_WHAT YOU SHOULD DO_: Copy the text below on athlete development and early specialization word for word, in full.

_TEXT SHOWN_:
>>>

LTAD and Early Specialization

The long term athlete development model (LTAD) is a plan that maps out athletic development over a person’s life span.  The LTAD suggests best practices for different developmental stages to best optimize the athletic, emotional and mental experience for athletes of a given development level.  The LTAD was designed, in part, to improve the performance based ‘win at all cost’ year round development models that have been plaguing athletes over the past few decades.

The early stages of the LTAD focus on fun and skill acquisition.  Fun, for young athletes, leads to greater focus throughout practices and ultimately improves their bodies’ ability to retain movement skills. Learning the language of movement is paramount in early stages of athletic development.  Because of this, it is very important that young athletes are exposed to a wide range of sports and/or movement practices at a young age. Exposing young athletes to multiple sports and/or physical activities during early, critical development periods, enhances motor learning and motor skill variety.

<<<

_RAW RECORDS_:
>>>

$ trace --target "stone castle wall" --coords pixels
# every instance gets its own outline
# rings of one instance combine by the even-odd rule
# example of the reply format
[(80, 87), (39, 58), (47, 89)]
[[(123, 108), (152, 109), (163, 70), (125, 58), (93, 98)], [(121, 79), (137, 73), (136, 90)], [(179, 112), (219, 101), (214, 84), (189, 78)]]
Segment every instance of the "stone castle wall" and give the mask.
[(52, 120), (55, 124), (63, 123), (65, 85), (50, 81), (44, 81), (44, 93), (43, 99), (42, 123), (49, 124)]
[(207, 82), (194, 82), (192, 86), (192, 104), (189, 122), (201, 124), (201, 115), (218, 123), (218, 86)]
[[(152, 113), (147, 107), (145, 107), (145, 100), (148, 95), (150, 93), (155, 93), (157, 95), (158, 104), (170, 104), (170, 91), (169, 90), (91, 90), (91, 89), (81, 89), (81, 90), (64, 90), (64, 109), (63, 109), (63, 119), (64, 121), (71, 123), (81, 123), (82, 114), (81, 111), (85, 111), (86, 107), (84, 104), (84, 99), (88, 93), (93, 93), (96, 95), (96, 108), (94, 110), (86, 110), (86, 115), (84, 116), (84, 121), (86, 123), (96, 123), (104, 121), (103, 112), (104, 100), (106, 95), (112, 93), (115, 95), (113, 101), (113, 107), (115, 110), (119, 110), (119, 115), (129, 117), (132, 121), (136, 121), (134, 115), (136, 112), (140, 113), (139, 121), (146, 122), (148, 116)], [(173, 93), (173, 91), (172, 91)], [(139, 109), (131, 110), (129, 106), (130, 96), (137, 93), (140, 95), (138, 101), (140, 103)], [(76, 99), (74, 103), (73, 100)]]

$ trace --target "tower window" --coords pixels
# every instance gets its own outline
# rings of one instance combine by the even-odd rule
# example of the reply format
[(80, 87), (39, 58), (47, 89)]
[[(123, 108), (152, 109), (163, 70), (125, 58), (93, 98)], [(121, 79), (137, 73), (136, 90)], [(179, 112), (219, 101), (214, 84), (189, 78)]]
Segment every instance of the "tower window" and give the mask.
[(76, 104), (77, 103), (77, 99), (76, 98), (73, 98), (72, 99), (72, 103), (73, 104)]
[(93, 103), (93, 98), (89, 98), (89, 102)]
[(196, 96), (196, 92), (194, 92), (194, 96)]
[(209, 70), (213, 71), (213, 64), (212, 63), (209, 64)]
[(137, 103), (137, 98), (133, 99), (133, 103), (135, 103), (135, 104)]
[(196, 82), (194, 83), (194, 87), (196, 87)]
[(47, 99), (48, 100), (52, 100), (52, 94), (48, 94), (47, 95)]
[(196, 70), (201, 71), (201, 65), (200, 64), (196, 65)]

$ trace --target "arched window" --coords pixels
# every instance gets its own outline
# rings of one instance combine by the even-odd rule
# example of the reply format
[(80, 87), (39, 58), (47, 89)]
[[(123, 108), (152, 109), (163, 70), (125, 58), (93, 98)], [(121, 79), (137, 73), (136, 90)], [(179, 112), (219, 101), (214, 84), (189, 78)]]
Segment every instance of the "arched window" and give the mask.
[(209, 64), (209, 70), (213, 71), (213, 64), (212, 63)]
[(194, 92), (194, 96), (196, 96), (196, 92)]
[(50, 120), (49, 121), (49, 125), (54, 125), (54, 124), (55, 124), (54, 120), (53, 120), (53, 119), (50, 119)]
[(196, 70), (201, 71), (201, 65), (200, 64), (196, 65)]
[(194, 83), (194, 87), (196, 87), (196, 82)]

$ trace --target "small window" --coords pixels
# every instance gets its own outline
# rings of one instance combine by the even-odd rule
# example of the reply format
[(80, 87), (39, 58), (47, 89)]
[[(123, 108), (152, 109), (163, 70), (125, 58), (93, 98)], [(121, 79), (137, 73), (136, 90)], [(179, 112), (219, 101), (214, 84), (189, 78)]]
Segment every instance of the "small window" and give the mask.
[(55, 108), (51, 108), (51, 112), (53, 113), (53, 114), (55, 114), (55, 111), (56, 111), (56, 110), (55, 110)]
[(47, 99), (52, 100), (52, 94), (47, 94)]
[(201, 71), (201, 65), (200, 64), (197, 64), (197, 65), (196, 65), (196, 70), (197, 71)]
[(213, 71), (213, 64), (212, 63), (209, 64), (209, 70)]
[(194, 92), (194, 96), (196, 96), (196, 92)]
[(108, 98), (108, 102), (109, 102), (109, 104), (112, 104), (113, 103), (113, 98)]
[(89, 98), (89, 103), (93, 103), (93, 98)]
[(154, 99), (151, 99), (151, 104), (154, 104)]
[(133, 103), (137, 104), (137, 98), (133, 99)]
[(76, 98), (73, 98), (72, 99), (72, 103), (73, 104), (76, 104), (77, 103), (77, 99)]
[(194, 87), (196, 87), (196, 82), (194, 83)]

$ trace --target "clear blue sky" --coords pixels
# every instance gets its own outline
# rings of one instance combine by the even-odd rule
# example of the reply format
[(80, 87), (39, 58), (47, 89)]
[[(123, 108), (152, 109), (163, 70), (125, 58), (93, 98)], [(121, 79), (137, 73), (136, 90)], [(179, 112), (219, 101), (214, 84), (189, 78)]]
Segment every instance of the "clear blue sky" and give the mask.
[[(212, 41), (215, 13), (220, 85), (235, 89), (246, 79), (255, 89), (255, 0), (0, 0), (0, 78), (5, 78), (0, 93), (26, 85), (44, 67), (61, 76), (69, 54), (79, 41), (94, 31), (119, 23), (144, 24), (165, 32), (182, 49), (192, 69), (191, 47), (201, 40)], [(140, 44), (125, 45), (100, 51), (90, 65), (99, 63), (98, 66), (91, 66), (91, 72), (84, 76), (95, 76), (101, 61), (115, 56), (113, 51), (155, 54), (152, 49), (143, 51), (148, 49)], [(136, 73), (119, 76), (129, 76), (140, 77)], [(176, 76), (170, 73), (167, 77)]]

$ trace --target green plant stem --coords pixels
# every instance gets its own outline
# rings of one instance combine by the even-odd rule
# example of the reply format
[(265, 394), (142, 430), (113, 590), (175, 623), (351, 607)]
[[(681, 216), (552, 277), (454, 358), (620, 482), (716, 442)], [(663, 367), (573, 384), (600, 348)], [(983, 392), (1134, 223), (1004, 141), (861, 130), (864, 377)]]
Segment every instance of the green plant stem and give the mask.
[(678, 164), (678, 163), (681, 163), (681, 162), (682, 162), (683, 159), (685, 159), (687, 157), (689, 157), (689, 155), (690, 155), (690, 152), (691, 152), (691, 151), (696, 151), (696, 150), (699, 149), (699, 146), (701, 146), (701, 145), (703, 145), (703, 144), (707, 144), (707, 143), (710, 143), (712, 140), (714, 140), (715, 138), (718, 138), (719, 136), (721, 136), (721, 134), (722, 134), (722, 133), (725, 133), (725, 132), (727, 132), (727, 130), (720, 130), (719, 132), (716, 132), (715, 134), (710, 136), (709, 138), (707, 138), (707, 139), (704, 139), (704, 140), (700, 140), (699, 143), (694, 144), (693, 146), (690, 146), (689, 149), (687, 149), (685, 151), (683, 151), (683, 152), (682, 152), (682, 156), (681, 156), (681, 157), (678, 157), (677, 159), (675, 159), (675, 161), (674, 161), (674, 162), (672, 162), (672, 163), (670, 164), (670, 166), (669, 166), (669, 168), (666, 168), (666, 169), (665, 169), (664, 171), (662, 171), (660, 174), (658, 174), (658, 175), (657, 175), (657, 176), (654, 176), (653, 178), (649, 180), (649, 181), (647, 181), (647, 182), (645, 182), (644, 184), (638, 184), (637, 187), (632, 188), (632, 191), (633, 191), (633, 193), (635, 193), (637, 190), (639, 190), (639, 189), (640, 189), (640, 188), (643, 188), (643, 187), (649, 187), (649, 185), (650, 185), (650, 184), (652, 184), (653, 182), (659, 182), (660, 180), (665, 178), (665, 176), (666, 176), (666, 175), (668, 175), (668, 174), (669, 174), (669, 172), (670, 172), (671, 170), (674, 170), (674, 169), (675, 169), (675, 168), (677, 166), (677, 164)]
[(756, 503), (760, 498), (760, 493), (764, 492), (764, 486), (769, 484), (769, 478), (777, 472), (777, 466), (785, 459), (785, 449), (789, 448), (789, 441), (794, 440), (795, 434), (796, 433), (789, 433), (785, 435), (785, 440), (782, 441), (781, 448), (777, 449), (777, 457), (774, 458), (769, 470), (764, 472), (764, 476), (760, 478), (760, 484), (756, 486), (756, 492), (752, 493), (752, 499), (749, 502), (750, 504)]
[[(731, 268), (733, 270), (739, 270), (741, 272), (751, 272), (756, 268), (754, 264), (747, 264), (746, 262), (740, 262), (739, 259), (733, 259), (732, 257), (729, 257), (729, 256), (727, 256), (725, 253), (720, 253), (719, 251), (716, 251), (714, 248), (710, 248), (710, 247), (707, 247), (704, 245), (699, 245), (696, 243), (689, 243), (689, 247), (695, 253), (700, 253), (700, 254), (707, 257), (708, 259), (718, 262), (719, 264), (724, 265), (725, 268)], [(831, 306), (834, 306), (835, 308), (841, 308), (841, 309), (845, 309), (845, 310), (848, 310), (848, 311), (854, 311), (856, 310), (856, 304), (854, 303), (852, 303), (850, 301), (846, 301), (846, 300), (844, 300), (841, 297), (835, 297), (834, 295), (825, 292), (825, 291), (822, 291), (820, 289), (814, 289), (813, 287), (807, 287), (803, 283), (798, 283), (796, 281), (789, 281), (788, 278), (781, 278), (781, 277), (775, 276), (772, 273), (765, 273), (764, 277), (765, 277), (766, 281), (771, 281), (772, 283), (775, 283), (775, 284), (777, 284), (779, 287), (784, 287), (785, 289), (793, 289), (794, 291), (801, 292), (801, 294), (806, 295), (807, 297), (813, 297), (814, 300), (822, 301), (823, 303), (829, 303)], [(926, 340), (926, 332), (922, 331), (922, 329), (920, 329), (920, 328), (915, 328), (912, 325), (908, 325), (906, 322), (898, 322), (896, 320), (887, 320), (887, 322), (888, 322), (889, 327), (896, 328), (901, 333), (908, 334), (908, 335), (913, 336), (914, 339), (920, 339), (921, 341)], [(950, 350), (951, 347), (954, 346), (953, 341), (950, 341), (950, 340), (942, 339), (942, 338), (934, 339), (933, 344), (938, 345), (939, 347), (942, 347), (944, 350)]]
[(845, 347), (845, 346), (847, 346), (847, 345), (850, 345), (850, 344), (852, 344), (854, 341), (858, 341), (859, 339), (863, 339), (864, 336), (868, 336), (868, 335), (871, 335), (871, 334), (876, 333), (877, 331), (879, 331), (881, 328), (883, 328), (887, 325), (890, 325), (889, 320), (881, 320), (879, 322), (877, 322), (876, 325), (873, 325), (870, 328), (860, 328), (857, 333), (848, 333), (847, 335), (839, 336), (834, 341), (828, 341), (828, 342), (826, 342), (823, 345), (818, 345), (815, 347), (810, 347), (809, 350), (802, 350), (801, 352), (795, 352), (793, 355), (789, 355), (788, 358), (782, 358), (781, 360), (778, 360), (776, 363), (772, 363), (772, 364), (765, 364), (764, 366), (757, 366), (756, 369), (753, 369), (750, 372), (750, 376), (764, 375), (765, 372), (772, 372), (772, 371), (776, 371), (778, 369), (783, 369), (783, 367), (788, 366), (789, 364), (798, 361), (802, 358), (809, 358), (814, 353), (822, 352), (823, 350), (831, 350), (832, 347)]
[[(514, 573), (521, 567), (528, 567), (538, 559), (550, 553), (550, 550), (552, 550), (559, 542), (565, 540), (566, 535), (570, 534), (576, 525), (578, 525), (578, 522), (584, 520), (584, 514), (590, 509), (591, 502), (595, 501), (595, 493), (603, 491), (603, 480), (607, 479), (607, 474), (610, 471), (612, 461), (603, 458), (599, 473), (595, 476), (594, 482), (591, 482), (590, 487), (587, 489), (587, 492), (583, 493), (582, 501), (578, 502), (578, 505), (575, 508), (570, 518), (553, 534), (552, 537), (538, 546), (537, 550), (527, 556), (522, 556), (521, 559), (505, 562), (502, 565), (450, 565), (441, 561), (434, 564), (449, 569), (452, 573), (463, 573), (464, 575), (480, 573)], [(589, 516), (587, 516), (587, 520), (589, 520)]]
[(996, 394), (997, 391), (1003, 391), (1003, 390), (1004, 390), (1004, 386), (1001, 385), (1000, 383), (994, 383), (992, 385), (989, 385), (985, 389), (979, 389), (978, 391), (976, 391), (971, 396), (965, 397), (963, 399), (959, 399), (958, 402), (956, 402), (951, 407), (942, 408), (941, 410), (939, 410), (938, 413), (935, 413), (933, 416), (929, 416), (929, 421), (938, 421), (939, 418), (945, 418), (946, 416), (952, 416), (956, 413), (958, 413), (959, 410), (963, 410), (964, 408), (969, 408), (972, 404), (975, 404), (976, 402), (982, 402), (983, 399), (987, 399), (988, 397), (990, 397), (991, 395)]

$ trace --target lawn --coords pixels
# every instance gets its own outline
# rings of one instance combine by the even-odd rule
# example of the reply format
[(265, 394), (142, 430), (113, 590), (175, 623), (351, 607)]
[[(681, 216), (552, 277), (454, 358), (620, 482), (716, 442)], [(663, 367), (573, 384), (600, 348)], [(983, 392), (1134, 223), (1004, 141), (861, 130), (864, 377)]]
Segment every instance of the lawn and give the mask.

<<<

_THE COMPLETED TASK_:
LTAD and Early Specialization

The long term athlete development model (LTAD) is a plan that maps out athletic development over a person’s life span.  The LTAD suggests best practices for different developmental stages to best optimize the athletic, emotional and mental experience for athletes of a given development level.  The LTAD was designed, in part, to improve the performance based ‘win at all cost’ year round development models that have been plaguing athletes over the past few decades.

The early stages of the LTAD focus on fun and skill acquisition.  Fun, for young athletes, leads to greater focus throughout practices and ultimately improves their bodies’ ability to retain movement skills. Learning the language of movement is paramount in early stages of athletic development.  Because of this, it is very important that young athletes are exposed to a wide range of sports and/or movement practices at a young age. Exposing young athletes to multiple sports and/or physical activities during early, critical development periods, enhances motor learning and motor skill variety.